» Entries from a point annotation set
════════════════
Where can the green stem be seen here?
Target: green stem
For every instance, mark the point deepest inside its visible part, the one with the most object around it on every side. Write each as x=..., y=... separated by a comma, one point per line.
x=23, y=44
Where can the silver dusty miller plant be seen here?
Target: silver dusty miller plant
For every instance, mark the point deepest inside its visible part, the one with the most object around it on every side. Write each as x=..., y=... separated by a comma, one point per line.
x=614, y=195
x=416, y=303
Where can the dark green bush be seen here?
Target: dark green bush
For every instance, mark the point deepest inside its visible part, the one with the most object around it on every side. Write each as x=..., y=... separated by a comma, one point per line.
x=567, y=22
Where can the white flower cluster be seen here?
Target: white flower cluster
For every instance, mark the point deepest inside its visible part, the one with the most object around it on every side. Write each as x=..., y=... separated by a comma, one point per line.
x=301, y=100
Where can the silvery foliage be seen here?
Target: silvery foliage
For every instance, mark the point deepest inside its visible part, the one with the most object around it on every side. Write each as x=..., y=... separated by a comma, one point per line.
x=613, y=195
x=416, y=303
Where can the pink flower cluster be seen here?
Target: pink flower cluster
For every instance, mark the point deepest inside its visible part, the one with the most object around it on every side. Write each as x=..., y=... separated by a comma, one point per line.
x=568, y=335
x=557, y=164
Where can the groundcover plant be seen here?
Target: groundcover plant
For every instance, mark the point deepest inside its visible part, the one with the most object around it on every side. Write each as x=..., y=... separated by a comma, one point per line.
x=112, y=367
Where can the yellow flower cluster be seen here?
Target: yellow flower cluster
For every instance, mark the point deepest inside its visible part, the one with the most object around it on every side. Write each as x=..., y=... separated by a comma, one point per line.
════════════════
Could you output as a JSON list of strings every line of the records from the line "Where can the silvery foliage be seen here?" down through the end of the records, one string per line and blank lines skipped?

[
  "Where can the silvery foliage be seen here?",
  "Target: silvery foliage",
  "For every instance, mark the point deepest inside its visible part, the one with the most object around it on every side. Write each as x=..., y=... separated by a comma, one point per line.",
  "x=613, y=195",
  "x=416, y=303",
  "Where can the pink flower cluster be seen here?",
  "Target: pink flower cluster",
  "For every instance, mark the point deepest inside its visible part, the one with the most object around it on every side. Write each as x=..., y=... separated by a comma, one point per line.",
  "x=568, y=335",
  "x=557, y=164",
  "Where can the groundcover plant be seen here?",
  "Target: groundcover plant",
  "For every instance, mark the point deepest inside its visible part, the one with the most object around it on every side. Write each as x=..., y=... separated by a comma, one point per line.",
  "x=112, y=367",
  "Where can the yellow flower cluster be seen here?",
  "Target: yellow flower cluster",
  "For every instance, mark the point deepest inside its visible part, the one with the most object around it on every side. Write each as x=..., y=... separated by a comma, one point per line."
]